▶ Natural language region descriptions
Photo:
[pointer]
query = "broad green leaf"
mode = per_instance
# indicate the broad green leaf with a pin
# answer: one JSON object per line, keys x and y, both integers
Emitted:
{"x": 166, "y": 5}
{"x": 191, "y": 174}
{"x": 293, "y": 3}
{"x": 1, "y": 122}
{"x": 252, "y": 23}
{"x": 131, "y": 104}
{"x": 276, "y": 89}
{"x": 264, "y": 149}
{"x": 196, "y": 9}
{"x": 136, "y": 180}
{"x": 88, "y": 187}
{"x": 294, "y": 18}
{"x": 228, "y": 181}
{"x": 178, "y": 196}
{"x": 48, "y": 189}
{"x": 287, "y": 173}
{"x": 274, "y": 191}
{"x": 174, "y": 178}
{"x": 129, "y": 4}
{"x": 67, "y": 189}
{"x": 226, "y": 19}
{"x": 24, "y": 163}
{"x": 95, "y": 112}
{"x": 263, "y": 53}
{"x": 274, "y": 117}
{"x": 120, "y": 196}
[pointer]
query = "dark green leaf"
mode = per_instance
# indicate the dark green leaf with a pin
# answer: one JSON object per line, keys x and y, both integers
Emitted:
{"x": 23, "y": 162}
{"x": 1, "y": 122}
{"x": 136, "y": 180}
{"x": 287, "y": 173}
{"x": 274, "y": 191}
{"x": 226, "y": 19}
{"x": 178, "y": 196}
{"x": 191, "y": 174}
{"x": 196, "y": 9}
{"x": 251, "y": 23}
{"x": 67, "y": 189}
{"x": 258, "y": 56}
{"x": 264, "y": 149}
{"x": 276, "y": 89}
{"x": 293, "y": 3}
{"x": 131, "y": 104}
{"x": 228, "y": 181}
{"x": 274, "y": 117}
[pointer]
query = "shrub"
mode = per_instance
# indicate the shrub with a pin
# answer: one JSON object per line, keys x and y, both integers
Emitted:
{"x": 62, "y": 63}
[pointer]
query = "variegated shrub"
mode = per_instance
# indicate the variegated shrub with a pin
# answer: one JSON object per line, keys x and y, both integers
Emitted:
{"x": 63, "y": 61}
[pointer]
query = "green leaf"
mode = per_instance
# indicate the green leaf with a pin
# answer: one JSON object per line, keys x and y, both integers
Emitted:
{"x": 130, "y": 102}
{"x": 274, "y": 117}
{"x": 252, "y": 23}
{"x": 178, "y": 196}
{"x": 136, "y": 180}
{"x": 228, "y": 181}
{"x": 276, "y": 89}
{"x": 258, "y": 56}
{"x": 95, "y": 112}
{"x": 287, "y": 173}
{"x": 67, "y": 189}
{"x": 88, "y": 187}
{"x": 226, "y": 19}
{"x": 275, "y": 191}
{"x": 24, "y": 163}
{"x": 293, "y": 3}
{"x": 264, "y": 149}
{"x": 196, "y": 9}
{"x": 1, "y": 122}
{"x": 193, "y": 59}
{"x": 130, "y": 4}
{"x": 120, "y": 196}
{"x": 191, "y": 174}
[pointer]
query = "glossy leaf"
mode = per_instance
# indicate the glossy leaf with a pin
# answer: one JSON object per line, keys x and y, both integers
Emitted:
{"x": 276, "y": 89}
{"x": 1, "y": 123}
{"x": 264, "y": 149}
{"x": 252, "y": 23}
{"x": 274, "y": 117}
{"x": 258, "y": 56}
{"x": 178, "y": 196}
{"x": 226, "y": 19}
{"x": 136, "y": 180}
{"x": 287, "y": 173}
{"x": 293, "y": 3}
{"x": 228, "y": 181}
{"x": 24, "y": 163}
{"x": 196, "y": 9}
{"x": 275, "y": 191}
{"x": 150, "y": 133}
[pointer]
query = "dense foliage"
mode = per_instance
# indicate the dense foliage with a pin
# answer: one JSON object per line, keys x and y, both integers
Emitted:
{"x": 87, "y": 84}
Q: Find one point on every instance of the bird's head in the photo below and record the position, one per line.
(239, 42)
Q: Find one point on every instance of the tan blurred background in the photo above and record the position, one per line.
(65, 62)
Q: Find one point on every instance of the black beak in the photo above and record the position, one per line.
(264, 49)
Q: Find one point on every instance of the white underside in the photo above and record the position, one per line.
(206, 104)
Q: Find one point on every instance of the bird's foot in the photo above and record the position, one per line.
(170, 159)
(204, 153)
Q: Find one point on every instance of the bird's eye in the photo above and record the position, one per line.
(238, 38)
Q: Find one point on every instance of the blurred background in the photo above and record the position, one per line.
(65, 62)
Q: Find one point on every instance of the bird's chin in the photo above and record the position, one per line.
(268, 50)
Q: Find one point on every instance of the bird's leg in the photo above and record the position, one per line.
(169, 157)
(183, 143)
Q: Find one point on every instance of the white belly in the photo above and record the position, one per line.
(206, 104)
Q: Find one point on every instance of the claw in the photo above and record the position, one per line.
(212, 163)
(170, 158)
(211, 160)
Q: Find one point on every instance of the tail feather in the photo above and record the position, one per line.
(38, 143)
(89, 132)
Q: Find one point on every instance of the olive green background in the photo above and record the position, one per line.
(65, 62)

▶ DIRECTIONS FOR THIS TASK
Transcribe the data above in full, exactly.

▶ SOLUTION FOR THIS PROBLEM
Photo:
[pointer]
query = "broad green leaf"
mode = per_instance
# indicate the broad green leaf with a pin
# answer: one JSON object per line, keys x and y, both integers
Emitted:
{"x": 166, "y": 5}
{"x": 191, "y": 174}
{"x": 293, "y": 3}
{"x": 1, "y": 122}
{"x": 252, "y": 23}
{"x": 131, "y": 104}
{"x": 276, "y": 89}
{"x": 264, "y": 149}
{"x": 196, "y": 9}
{"x": 136, "y": 180}
{"x": 88, "y": 187}
{"x": 294, "y": 18}
{"x": 228, "y": 181}
{"x": 178, "y": 196}
{"x": 48, "y": 189}
{"x": 287, "y": 173}
{"x": 274, "y": 191}
{"x": 174, "y": 178}
{"x": 129, "y": 4}
{"x": 67, "y": 189}
{"x": 226, "y": 19}
{"x": 24, "y": 163}
{"x": 95, "y": 112}
{"x": 263, "y": 53}
{"x": 274, "y": 117}
{"x": 120, "y": 196}
[pointer]
query = "dark green leaf"
mode = per_instance
# indicate the dark green leaf with a pin
# answer: one JSON object per line, keys x and y, both integers
Emitted:
{"x": 23, "y": 162}
{"x": 1, "y": 122}
{"x": 136, "y": 180}
{"x": 287, "y": 173}
{"x": 274, "y": 191}
{"x": 226, "y": 19}
{"x": 178, "y": 196}
{"x": 191, "y": 174}
{"x": 196, "y": 9}
{"x": 251, "y": 23}
{"x": 67, "y": 189}
{"x": 258, "y": 56}
{"x": 264, "y": 149}
{"x": 276, "y": 89}
{"x": 293, "y": 3}
{"x": 131, "y": 104}
{"x": 228, "y": 181}
{"x": 274, "y": 117}
[pointer]
query = "shrub"
mode = per_instance
# indicate the shrub with a pin
# answer: one JSON object per line, keys x and y, both integers
Emitted:
{"x": 62, "y": 63}
[pointer]
query = "variegated shrub"
mode = per_instance
# indicate the variegated shrub with a pin
# answer: one JSON object per line, keys x and y, both integers
Emitted:
{"x": 63, "y": 61}
[pointer]
query = "green leaf"
mode = per_instance
# indicate the green leaf with a pin
# answer: one JSON object per line, keys x and y, both integers
Emitted:
{"x": 130, "y": 102}
{"x": 274, "y": 117}
{"x": 252, "y": 23}
{"x": 178, "y": 196}
{"x": 136, "y": 180}
{"x": 228, "y": 181}
{"x": 276, "y": 89}
{"x": 258, "y": 56}
{"x": 95, "y": 112}
{"x": 287, "y": 173}
{"x": 67, "y": 189}
{"x": 88, "y": 187}
{"x": 226, "y": 19}
{"x": 275, "y": 191}
{"x": 24, "y": 163}
{"x": 293, "y": 3}
{"x": 264, "y": 149}
{"x": 196, "y": 9}
{"x": 1, "y": 122}
{"x": 193, "y": 59}
{"x": 130, "y": 4}
{"x": 120, "y": 196}
{"x": 191, "y": 174}
[pointer]
query = "glossy leaf"
mode = per_instance
# indicate the glossy leaf with a pin
# answer: one JSON object per line, keys x and y, both integers
Emitted:
{"x": 276, "y": 89}
{"x": 1, "y": 123}
{"x": 264, "y": 149}
{"x": 252, "y": 23}
{"x": 274, "y": 117}
{"x": 258, "y": 56}
{"x": 178, "y": 196}
{"x": 226, "y": 19}
{"x": 136, "y": 180}
{"x": 287, "y": 173}
{"x": 293, "y": 3}
{"x": 228, "y": 181}
{"x": 24, "y": 163}
{"x": 196, "y": 9}
{"x": 275, "y": 191}
{"x": 150, "y": 133}
[pointer]
query = "dense foliage"
mode = per_instance
# indicate the dense foliage with a pin
# answer: one JSON object per line, keys x and y, both integers
Emitted:
{"x": 87, "y": 84}
Q: Find one point on every instance of the bird's head in the photo below and record the position, one per line.
(239, 42)
Q: Find one point on every instance of the tan blurred background in the photo above and record the position, one per line.
(65, 62)
Q: Find one point on every instance of the black beak in the photo above and record the position, one per line.
(264, 49)
Q: Find one point on every instance of the white underside in the photo above and record the position, one per line.
(206, 104)
Q: Find one point on every instance of the bird's foot in the photo above and record the position, one per line.
(170, 159)
(204, 153)
Q: Find one point on every instance of the bird's eye in the photo above and record the position, one per line.
(238, 38)
Q: Find one point on every instance of the blurred background in the photo above and record the position, one per line.
(65, 62)
Q: Find one point on every instance of the bird's chin in the photo above and record the position, one per line.
(268, 50)
Q: Find one point on every instance of the bird's leg in the photo above and record the position, one per line.
(169, 157)
(183, 143)
Q: Find one point on every instance of the white belly in the photo above and record the position, one per line.
(206, 104)
Q: Find one point on every instance of the claw in the photo above and record the position, one per line.
(212, 163)
(170, 158)
(211, 160)
Q: Find one point on every instance of the tail feather in the photo above and record the position, one per line.
(38, 143)
(89, 132)
Q: Find one point on every instance of the olive green background in the photo above and record the position, one per line.
(65, 62)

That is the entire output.